# Direction A
Transcribe the forum thread below on solving a quadratic equation in integers, reproducing every line of it word for word.

# Excerpted passage
# # # # # # #
$y^2+5xy+6x^2-9x-4y=0$ where $x$ and $y$ are integers Need some help solving this for integers $x$ and $y$:
$$
y^2+5xy+6x^2-9x-4y=0
$$
I managed to make something like this:
$$
(y+3x-4)(y+2x)=x\\
(y+3x)(y+2x-3)=y
$$
Find integers for $x$ and $y$ that satisfy the equations above.
But, what do I do next, or is this a bad approach?
 A: The equation defines a conic section, and as a first step you could put it into a more standard form. Let $u,v$ be variables to replace $x,y$, where $x=u+a$ and $y=v+b$. Here, $a,b$ are fixed (but not yet known) integers. This turns the equation into:
$$(v+b)^2+5(u+a)(v+b)+6(u+a)^2-9(u+a)-4(v+b)=0$$
$$v^2+5uv+6u^2+(2b+5a-4)v+(5b+12a-9)u+(b^2+5ab+6a^2-9a-4b)=0$$
We would like to choose $a,b$ so that the $v$ and $u$ terms vanish. A little linear algebra gives that this happens when $a=2$ and $b=-3$. So you have:
$$v^2+5uv+6u^2-3=0$$
$$v^2+5uv+6u^2=3$$
Now, much easier to factor:
$$(v+2u)(v+3u)=3$$
And you could use the various integer factorizations of $3$ to solve for possible pairs $(u,v)$, and then convert back to pairs $(x,y)$.
# # # # # # #
# Given entries
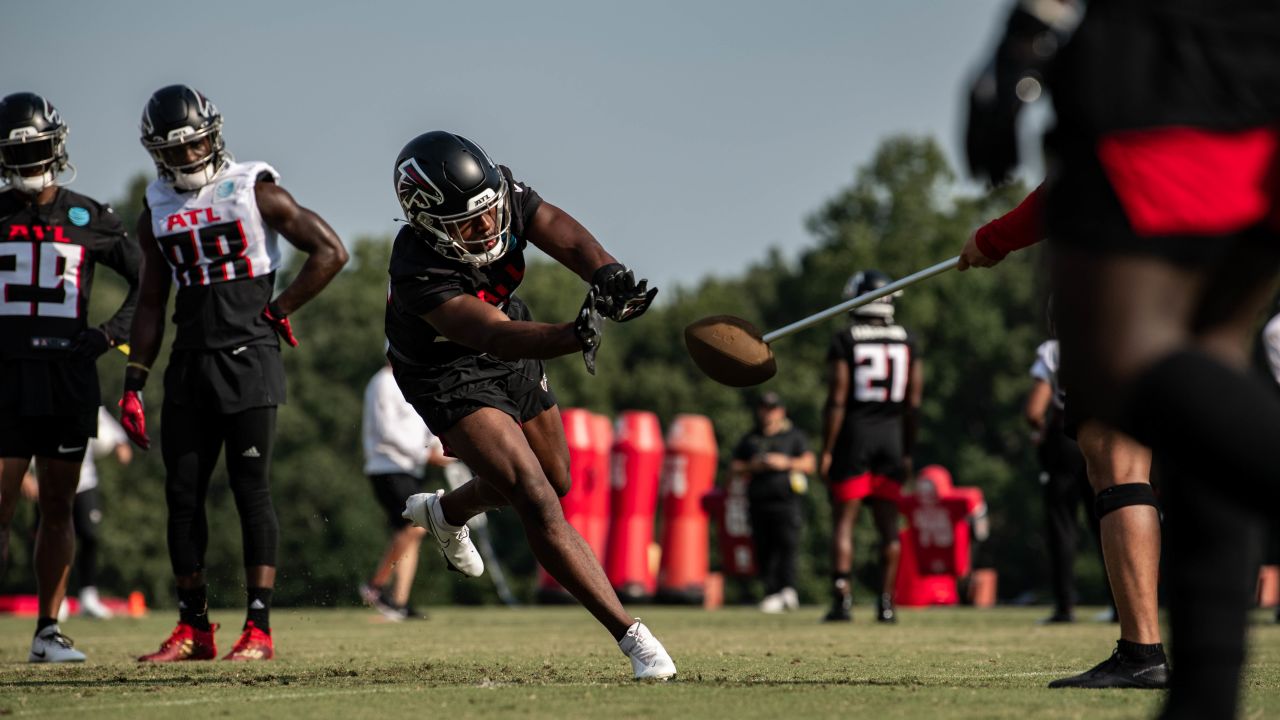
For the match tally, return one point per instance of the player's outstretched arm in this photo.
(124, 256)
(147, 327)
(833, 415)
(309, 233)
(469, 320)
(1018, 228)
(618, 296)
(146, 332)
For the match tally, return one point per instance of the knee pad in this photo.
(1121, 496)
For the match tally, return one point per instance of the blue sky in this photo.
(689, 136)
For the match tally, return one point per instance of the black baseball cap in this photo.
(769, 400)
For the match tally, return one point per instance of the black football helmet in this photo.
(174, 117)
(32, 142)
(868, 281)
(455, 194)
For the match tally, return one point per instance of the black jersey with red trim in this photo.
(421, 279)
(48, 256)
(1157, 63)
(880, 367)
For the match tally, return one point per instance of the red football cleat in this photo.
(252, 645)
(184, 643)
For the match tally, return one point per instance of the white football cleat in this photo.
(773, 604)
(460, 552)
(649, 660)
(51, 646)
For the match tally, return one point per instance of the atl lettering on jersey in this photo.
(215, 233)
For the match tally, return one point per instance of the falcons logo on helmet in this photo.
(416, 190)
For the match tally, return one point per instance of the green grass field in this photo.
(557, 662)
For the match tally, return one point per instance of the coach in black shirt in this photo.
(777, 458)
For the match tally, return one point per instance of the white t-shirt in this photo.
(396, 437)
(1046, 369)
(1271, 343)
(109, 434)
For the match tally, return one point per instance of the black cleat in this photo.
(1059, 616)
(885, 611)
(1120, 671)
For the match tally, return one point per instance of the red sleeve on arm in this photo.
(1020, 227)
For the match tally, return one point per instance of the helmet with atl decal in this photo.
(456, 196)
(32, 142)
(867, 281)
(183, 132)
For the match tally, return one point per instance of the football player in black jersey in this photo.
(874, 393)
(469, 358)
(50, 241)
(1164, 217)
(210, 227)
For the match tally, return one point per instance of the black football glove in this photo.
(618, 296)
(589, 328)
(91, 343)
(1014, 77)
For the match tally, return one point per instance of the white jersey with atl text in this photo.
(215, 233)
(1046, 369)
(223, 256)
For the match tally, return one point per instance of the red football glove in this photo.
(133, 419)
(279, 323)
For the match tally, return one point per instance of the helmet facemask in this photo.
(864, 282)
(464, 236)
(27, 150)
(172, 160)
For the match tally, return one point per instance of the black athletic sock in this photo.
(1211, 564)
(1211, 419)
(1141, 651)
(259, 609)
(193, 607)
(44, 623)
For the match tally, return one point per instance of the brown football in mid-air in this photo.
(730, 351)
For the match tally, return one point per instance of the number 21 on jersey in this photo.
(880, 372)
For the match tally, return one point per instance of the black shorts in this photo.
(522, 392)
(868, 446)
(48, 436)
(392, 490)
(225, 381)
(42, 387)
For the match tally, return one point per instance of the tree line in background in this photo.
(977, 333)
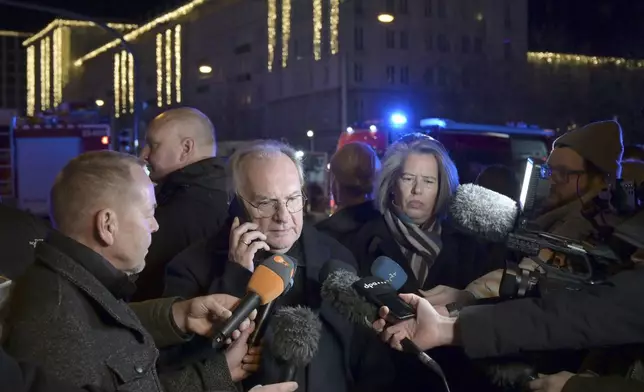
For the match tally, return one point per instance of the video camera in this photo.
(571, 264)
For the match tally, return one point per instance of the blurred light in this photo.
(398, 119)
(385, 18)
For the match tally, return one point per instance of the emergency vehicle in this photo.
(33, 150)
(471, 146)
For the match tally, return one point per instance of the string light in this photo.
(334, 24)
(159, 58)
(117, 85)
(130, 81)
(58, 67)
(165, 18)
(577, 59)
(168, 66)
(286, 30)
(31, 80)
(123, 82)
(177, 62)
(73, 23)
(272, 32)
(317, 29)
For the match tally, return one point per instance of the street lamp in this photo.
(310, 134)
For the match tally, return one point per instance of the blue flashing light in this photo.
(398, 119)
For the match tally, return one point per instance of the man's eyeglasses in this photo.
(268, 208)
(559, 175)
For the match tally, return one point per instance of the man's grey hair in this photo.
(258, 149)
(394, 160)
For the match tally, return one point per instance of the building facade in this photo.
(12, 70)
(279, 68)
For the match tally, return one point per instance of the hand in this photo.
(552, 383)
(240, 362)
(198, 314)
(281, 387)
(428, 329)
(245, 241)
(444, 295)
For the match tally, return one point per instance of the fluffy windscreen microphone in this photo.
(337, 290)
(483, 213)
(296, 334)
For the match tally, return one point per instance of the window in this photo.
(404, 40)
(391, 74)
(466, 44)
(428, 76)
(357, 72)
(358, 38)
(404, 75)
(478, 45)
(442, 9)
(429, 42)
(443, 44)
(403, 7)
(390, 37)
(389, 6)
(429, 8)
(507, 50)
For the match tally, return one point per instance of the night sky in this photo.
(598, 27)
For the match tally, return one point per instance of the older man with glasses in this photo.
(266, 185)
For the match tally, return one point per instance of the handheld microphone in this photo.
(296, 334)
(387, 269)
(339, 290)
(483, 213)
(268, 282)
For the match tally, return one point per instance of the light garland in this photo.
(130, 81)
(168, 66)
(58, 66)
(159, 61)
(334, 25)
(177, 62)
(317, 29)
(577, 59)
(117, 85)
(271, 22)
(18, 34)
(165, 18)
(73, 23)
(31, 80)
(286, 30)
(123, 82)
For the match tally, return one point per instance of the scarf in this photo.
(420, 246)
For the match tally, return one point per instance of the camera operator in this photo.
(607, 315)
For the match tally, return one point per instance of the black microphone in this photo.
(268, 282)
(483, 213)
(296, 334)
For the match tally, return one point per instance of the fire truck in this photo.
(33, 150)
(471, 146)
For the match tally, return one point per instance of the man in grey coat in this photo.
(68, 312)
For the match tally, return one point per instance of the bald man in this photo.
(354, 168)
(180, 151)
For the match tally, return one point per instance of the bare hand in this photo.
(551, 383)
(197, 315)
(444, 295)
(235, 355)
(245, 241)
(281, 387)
# # # # # # #
# Direction B
Pick out each line in the records above that contains the word "grey", and copy those lines. Case counts.

# Exercise output A
$y^2+5xy+6x^2-9x-4y=0$ where $x$ and $y$ are integers Need some help solving this for integers $x$ and $y$:
$$
y^2+5xy+6x^2-9x-4y=0
$$
I managed to make something like this:
$$
(y+3x-4)(y+2x)=x\\
(y+3x)(y+2x-3)=y
$$
Find integers for $x$ and $y$ that satisfy the equations above.
But, what do I do next, or is this a bad approach?
 A: The equation defines a conic section, and as a first step you could put it into a more standard form. Let $u,v$ be variables to replace $x,y$, where $x=u+a$ and $y=v+b$. Here, $a,b$ are fixed (but not yet known) integers. This turns the equation into:
$$(v+b)^2+5(u+a)(v+b)+6(u+a)^2-9(u+a)-4(v+b)=0$$
$$v^2+5uv+6u^2+(2b+5a-4)v+(5b+12a-9)u+(b^2+5ab+6a^2-9a-4b)=0$$
We would like to choose $a,b$ so that the $v$ and $u$ terms vanish. A little linear algebra gives that this happens when $a=2$ and $b=-3$. So you have:
$$v^2+5uv+6u^2-3=0$$
$$v^2+5uv+6u^2=3$$
Now, much easier to factor:
$$(v+2u)(v+3u)=3$$
And you could use the various integer factorizations of $3$ to solve for possible pairs $(u,v)$, and then convert back to pairs $(x,y)$.

# Exercise output B
For the match tally, return one point per instance of the man's grey hair in this photo.
For the match tally, return one point per instance of the man in grey coat in this photo.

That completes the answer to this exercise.